§ Task brief
Reproduce the entries below character for character.

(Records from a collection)
------------------------------------

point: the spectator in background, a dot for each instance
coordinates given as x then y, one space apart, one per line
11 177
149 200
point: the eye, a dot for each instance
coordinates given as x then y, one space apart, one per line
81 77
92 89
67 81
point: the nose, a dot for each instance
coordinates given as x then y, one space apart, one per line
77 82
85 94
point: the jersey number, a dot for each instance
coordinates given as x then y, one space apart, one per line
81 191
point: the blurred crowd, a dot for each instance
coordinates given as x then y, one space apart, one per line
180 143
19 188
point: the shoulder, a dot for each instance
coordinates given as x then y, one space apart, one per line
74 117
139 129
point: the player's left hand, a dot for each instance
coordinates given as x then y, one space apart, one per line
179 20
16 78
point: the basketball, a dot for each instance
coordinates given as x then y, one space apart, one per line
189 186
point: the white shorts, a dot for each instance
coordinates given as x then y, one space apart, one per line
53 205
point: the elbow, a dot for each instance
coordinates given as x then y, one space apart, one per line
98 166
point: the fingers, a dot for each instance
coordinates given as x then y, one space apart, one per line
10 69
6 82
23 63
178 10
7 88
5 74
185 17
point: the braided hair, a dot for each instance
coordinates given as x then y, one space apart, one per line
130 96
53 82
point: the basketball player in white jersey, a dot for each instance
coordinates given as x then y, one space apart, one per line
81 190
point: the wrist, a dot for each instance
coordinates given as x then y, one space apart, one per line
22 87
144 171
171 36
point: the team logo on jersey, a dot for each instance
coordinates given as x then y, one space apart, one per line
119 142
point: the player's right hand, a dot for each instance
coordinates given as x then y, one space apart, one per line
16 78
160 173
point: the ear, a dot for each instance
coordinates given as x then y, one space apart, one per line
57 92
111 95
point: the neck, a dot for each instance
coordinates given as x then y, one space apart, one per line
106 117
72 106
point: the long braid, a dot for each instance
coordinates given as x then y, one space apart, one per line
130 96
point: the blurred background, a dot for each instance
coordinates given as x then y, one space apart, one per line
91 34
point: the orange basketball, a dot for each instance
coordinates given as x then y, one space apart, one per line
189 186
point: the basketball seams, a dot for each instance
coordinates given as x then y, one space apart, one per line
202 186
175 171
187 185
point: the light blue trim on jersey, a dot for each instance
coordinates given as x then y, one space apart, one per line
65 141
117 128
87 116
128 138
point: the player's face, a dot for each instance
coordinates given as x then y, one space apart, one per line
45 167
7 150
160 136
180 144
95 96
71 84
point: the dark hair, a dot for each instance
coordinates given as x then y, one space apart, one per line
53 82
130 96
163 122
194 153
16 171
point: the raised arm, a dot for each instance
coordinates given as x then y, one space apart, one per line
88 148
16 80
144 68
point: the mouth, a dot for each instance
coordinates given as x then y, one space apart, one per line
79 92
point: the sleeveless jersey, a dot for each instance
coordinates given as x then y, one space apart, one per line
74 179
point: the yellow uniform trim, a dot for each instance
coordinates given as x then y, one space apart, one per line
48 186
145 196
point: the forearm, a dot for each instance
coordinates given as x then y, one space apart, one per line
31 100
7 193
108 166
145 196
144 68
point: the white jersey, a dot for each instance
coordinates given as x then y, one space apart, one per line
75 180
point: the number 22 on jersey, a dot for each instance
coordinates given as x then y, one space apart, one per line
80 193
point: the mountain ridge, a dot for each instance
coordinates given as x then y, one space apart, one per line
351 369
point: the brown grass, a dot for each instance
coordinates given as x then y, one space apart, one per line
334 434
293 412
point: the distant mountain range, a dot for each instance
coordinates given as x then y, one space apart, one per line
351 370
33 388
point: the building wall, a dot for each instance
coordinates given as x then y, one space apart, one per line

------------------------------------

§ Written response
point: the spectator in background, a dot for each instance
coordinates given as x then y, one space apart, one per line
11 177
149 200
point: the eye, a dot for each instance
coordinates given as x then y, one space apart, one per line
81 77
92 89
67 81
point: the nose, a dot for each instance
coordinates given as x then y, one space apart, one per line
77 82
85 94
point: the jersey number, a dot for each instance
coordinates given as x then y, one space apart, one per line
81 191
point: the blurred crowd, a dot for each instance
coordinates given as x then y, one space apart, one per line
180 143
19 188
point: the shoulder, a dot for each instance
coordinates given as x then y, one space apart, one per line
74 117
139 129
point: the player's left hand, a dot for each instance
coordinates given as x then y, one space apart, one per line
179 20
16 78
point: the basketball, a dot for each instance
coordinates given as x then y, one space apart, one per line
189 186
point: the white shorts, a dot for each instance
coordinates given as x then y, one space apart, one per line
53 205
point: the elbow, a dot for each instance
coordinates given as x then y, one space apart, one per line
98 166
point: the fingers, a dot for each instance
coordinates given as x then y, one space apart, one per line
10 69
6 82
23 63
178 10
7 88
5 74
185 17
point: the braided hair, a dot for each instance
coordinates given as x then y, one space apart, one per line
130 96
53 82
point: the basketball player in white jersey, a dot for each instance
coordinates given as x then y, one space apart, one per line
81 190
point: the wrist, a dot for each instance
coordinates given as x then y, one space apart, one per line
22 87
144 171
171 36
point: the team logo on jersey, a dot for each instance
coordinates given as x then y, one space apart, one per line
119 142
point: the player's right hand, a dot for each instance
coordinates given as x then y, one space apart, one per line
16 78
160 173
point: the ear, a dot for each instance
coordinates given as x then y, one space apart, one per line
57 92
111 95
point: the neck, a dot for each instance
coordinates given as x then y, one space apart, one per line
106 117
72 106
point: the long braid, a dot for each instance
coordinates given as x then y, one space apart, one per line
130 96
point: the blurred background, a dot for each instance
coordinates given as x then y, one space apart, one per line
91 34
point: the orange basketball, a dot for each instance
coordinates given as x then y, one space apart, one per line
189 186
point: the basketball seams, a dot for each instance
coordinates given as x then y, one space apart, one per line
202 186
175 171
187 185
point: the light blue trim on jersey, a dot for each instance
coordinates given as x then y, one space apart, one per line
65 141
117 128
87 116
128 138
point: the player's face, a dot for each instance
coordinates given as x then y, one space apart, one per line
45 167
7 150
160 136
180 144
95 96
71 84
point: the dark hair, a dot for each instance
coordinates given as x then y, one space apart, one per line
53 82
130 96
163 122
194 153
16 171
point: the raised arm, a dot for each instance
coordinates given as x then y, one space apart, one per line
88 148
16 80
144 68
point: the mouth, a dot for each instance
coordinates given as x then y, one space apart, one per line
79 92
point: the sleeveless jersey, a dot for each instance
coordinates given as x then y, one space apart, one per line
74 179
point: the yellow uniform trim, a dot for each instance
coordinates given as x then y, one space apart, one per line
48 186
145 196
point: the forearm, a dot for each instance
coordinates given as x then y, one space apart, one per line
31 100
7 193
108 166
145 196
144 68
point: the white jersey, a dot for each instance
coordinates given as x then y, one space apart, one per line
75 180
point: the number 22 on jersey, a dot for each instance
coordinates given as x then y, one space apart, one per line
80 193
point: the mountain ridge, a dot for each instance
coordinates given as x then y, one space apart, one per line
351 369
point: the brown grass, a dot for each instance
coordinates given as x then y, one space apart, one per line
334 434
293 412
point: the distant mountain range, a dot for each instance
coordinates given as x then y, one space apart, one per line
351 370
33 388
point: the building wall, a dot for each instance
coordinates given as x then y, one space apart, one per line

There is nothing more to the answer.